=== Section Start ===

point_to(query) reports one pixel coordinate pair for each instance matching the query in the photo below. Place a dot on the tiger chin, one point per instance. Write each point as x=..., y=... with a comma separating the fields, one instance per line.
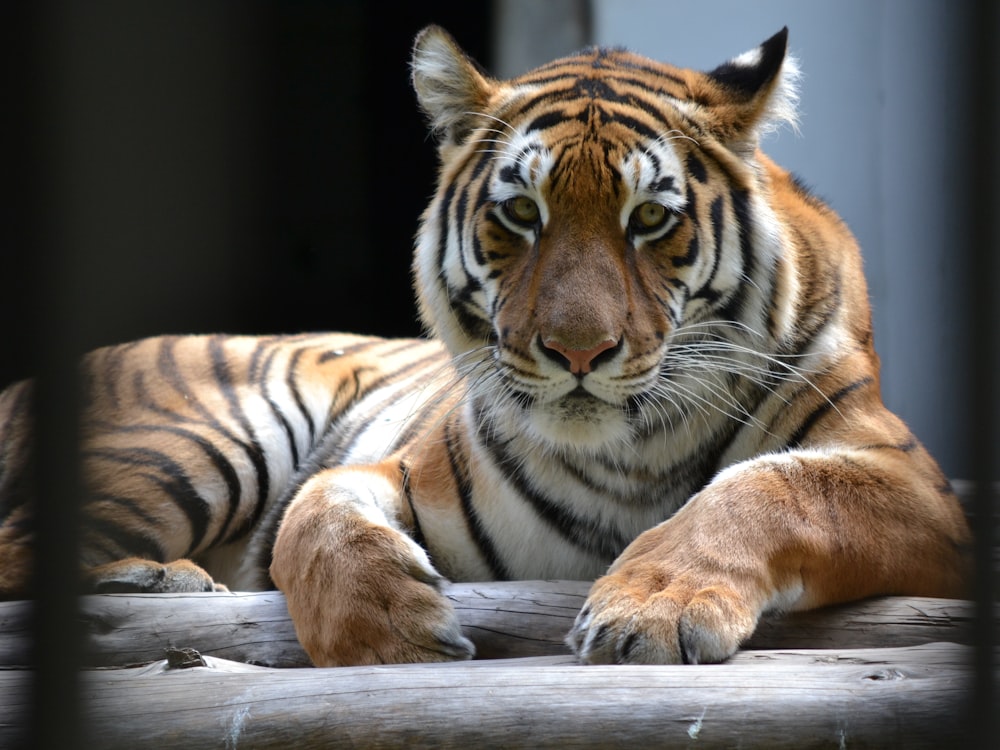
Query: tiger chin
x=650, y=364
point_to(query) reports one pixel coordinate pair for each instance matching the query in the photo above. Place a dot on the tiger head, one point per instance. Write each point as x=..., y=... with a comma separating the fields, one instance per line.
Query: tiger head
x=589, y=215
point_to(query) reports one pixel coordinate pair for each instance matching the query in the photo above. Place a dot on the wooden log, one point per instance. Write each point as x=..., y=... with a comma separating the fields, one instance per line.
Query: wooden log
x=910, y=697
x=504, y=620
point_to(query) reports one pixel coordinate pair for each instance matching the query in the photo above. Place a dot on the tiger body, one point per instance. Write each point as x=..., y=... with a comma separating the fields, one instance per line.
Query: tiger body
x=652, y=366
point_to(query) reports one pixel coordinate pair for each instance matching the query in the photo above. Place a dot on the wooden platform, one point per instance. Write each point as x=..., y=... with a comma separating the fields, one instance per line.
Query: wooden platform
x=225, y=670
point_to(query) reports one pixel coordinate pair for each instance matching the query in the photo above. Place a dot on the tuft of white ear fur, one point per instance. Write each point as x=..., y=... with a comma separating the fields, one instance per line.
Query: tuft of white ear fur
x=783, y=103
x=449, y=86
x=757, y=92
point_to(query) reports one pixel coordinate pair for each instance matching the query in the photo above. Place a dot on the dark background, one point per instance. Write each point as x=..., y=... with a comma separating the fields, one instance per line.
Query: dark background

=== Section End ===

* **REQUIREMENT**: Your answer must be one number: how many lines of the data contain "comma".

* **EXERCISE RESULT**: 7